◆ **Task statement**
Rewrite the lines starting at the one containing "In this picture, where can the tree" and ending at the last line, keeping the requests as they are and shifting every coordinate in the answers up by 53.

◆ **Dataset excerpts**

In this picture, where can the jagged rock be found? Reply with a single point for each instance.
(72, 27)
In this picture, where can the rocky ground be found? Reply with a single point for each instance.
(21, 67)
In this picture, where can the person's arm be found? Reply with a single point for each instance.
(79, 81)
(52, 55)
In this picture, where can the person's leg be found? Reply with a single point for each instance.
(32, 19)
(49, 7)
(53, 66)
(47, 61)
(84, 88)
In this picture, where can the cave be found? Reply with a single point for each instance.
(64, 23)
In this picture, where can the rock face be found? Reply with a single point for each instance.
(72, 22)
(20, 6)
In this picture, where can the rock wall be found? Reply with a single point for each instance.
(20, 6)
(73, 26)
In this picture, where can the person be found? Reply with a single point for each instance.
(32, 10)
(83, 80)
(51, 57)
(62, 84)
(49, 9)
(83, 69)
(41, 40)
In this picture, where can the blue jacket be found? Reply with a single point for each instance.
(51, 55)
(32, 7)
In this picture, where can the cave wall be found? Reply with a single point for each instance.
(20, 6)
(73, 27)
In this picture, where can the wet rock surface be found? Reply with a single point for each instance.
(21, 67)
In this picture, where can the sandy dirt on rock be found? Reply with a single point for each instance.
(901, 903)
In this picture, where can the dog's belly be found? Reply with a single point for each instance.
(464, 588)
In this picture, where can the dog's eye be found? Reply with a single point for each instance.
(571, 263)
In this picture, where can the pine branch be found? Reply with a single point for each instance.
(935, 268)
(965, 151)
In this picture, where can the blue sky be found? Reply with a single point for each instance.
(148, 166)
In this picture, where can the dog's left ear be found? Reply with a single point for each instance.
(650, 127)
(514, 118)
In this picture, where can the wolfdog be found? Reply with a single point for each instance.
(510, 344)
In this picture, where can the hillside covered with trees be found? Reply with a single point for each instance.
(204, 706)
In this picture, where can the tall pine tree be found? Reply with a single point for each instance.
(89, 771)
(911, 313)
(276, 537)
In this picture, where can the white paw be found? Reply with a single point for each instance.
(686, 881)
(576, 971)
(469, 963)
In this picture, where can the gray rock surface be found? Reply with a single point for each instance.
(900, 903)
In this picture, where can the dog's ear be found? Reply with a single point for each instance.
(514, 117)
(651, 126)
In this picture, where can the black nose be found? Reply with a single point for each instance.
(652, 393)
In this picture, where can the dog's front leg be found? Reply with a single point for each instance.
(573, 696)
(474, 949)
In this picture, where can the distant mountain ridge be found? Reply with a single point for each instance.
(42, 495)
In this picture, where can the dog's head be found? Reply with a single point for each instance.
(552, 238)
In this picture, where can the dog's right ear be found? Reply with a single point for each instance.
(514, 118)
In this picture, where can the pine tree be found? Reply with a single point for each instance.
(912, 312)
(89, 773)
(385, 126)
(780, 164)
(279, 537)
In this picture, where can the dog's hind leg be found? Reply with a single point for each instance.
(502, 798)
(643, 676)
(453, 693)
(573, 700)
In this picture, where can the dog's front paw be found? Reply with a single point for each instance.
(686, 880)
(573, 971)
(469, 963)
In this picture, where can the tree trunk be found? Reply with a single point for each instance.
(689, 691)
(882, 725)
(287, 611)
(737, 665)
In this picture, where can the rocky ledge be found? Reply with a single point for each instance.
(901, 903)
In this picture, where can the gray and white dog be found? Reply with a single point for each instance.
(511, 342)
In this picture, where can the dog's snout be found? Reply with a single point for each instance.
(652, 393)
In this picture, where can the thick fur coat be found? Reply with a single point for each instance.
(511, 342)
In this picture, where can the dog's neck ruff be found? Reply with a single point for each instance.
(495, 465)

◆ **Response to this task**
In this picture, where can the tree trunk be found? Reply with a single point for each instance.
(742, 744)
(935, 778)
(340, 664)
(790, 718)
In this picture, where can the rocky ledge be found? Reply with a single point for each instance.
(954, 956)
In this picture, where can the gray and white dog be found? Reply with a single point for each instance.
(564, 395)
In this picture, where can the dog's snout be found? Reply with a single point for each instance.
(705, 446)
In this picture, where can the thick fur coat be found? Reply with a single point for each instance.
(564, 395)
In this picture, where can the dog's neck ruff be found? Reply with a single point for each instance.
(548, 518)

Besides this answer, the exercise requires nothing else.